▶ [Task requirements]:
Every line of the material below must be repeated exactly.

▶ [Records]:
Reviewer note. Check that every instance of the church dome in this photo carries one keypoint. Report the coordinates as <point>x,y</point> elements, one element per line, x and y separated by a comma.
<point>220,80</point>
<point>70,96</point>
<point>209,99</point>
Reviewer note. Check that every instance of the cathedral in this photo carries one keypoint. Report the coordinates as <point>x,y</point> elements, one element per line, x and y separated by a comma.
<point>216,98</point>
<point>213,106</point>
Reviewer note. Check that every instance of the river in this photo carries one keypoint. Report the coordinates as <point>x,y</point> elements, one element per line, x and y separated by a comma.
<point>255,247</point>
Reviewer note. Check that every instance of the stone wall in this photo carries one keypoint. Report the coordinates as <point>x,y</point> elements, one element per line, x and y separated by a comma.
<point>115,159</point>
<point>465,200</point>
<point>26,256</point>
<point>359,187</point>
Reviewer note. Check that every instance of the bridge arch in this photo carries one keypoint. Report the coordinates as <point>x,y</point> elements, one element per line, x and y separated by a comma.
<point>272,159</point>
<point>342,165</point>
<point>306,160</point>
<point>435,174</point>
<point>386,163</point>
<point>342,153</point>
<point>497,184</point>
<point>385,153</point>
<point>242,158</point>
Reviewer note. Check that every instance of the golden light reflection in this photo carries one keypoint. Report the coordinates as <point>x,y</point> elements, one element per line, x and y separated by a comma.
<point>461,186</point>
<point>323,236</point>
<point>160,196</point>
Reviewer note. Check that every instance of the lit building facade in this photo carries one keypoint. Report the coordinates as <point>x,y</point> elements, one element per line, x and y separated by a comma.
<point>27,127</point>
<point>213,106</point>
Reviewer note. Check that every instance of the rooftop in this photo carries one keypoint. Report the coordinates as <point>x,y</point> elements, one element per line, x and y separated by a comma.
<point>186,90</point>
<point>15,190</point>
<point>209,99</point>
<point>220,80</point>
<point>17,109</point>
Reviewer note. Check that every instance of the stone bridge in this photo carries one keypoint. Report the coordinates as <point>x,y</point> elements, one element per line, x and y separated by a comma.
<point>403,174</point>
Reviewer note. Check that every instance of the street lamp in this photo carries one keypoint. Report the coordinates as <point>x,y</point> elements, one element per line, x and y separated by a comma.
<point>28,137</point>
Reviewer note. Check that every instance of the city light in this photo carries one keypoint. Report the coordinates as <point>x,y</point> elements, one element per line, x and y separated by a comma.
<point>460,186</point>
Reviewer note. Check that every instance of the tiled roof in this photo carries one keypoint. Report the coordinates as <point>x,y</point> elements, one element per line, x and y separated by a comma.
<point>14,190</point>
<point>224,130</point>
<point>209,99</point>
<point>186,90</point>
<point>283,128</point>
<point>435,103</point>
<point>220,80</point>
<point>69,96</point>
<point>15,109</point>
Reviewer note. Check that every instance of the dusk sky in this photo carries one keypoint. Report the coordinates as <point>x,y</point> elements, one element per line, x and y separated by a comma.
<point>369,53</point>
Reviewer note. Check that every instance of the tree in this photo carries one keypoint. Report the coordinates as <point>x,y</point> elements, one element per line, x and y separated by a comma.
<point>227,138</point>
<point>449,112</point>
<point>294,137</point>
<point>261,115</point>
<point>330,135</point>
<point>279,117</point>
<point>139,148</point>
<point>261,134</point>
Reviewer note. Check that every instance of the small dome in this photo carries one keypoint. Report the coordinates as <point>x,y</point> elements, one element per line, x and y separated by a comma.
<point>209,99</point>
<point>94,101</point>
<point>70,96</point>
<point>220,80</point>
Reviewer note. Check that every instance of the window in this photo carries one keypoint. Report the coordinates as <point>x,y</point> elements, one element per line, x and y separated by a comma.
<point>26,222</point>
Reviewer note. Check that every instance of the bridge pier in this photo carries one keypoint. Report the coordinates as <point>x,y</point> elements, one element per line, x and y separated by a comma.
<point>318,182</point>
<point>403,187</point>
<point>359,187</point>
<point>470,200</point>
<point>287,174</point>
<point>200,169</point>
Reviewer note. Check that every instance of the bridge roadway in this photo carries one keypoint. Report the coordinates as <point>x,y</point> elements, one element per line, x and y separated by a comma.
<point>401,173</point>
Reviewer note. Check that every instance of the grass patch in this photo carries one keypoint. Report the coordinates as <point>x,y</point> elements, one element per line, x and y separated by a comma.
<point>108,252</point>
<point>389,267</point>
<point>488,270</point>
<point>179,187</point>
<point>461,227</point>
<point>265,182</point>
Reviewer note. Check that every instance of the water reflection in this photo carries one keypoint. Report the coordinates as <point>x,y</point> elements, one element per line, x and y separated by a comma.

▶ [Complete output]:
Reviewer note. Check that every instance of the church dome in this photo carries one keypoint. Report the coordinates as <point>x,y</point> elements, one element per line, x and y separated by a comma.
<point>220,80</point>
<point>70,96</point>
<point>209,99</point>
Reviewer note. Check that every instance of the cathedral in this photo carries one keypoint. Report the coordinates as <point>x,y</point> elements, one element per line, x and y separated by a comma.
<point>216,98</point>
<point>213,106</point>
Reviewer note. Check that every instance of the river in this photo carries one keypoint. Report the coordinates as <point>x,y</point> elements, one element per line, x and y separated by a comma.
<point>255,247</point>
Reviewer note. Check that every instance of the stone wall in this photo carries one keypoint. Report the coordinates as <point>x,y</point> elements, one element per line, x and y separated by a comma.
<point>115,159</point>
<point>465,200</point>
<point>26,256</point>
<point>359,187</point>
Reviewer note. Check that every instance of the bridge arch in this photo carries one keypoint. Report the coordinates as <point>x,y</point> elements, one element per line, x and y separated by a comma.
<point>272,159</point>
<point>342,165</point>
<point>306,160</point>
<point>435,174</point>
<point>386,163</point>
<point>342,153</point>
<point>497,184</point>
<point>385,153</point>
<point>242,158</point>
Reviewer note. Check that every instance of the golden light reflection in this photo carries one keypoint. Report the coordinates as <point>x,y</point> elements, one element per line, x and y separated by a comma.
<point>461,186</point>
<point>323,236</point>
<point>160,196</point>
Reviewer note. Check that every instance of the lit building facade in this photo carries one keypoint. Report the coordinates as <point>x,y</point> elements, one element per line, x and y separated by a comma.
<point>27,127</point>
<point>213,106</point>
Reviewer note. Check that every instance of the rooftop in this photo carries one keypoint. Report the coordinates as <point>x,y</point> elements, one element per line, x and y separated by a comma.
<point>186,90</point>
<point>15,190</point>
<point>209,99</point>
<point>220,80</point>
<point>17,109</point>
Reviewer note. Check that every instance of the stone bridge in this photo carries one keypoint. Report the coordinates as <point>x,y</point> elements, one element per line, x and y separated by a comma.
<point>403,174</point>
Reviewer note. Check that every instance of the street lamp in this photo carries one keypoint. Report the coordinates as <point>x,y</point> elements, one element per line, x and y separated by a comma.
<point>28,137</point>
Reviewer note. Check that every instance of the city light in this photo carries one keypoint. Report the coordinates as <point>x,y</point> elements, one element per line, x and y separated by a comma.
<point>460,186</point>
Reviewer note. Check that every instance of the tiled roof in this photo carries one keypoint. Report the coordinates as <point>x,y</point> elements, one element per line, x and y separated by a comma.
<point>14,190</point>
<point>224,130</point>
<point>209,99</point>
<point>186,90</point>
<point>283,128</point>
<point>435,103</point>
<point>220,80</point>
<point>69,96</point>
<point>15,109</point>
Reviewer note. Check that every instance of the dusk sky in this photo carries one keypoint. Report the coordinates as <point>x,y</point> elements, one element per line, x and y separated by a comma.
<point>369,53</point>
Reviewer note. Check that every instance of the tree in this photo carries one keypoint. Report the coordinates as <point>x,y</point> elements, one element per line, x and y separated by a comma.
<point>227,138</point>
<point>449,112</point>
<point>294,137</point>
<point>261,115</point>
<point>330,135</point>
<point>279,117</point>
<point>139,148</point>
<point>261,134</point>
Reviewer note. Check that every instance of the small dome in this photo carries one keypoint. Report the coordinates as <point>x,y</point> elements, one element per line, x and y separated by a comma.
<point>209,99</point>
<point>94,101</point>
<point>70,96</point>
<point>220,80</point>
Reviewer note. Check that every instance of the window in this photo carries one keypoint. Report the coordinates as <point>x,y</point> elements, one element per line, x and y separated by a comma.
<point>26,222</point>
Reviewer note. Check that every instance of the bridge pier in this photo carries one keypoint. Report the coordinates as <point>x,y</point> elements, one element per line, x and y separated by a comma.
<point>318,182</point>
<point>403,187</point>
<point>359,187</point>
<point>470,200</point>
<point>287,174</point>
<point>200,169</point>
Reviewer note. Check that every instance of the bridge roadway in this photo carries one keypoint. Report the coordinates as <point>x,y</point> elements, one element per line, x and y separated by a comma.
<point>401,173</point>
Reviewer note. Check that every instance of the grass patch in this photo carries one keypoint. Report the coordinates as <point>x,y</point> elements, one element per line, x and y separated by a comma.
<point>108,252</point>
<point>389,267</point>
<point>488,270</point>
<point>179,187</point>
<point>461,227</point>
<point>265,182</point>
Reviewer note. Check that every instance of the water reflection in this photo carries one keypoint. Report the coordinates as <point>x,y</point> elements, one element per line, x and y separated by a comma.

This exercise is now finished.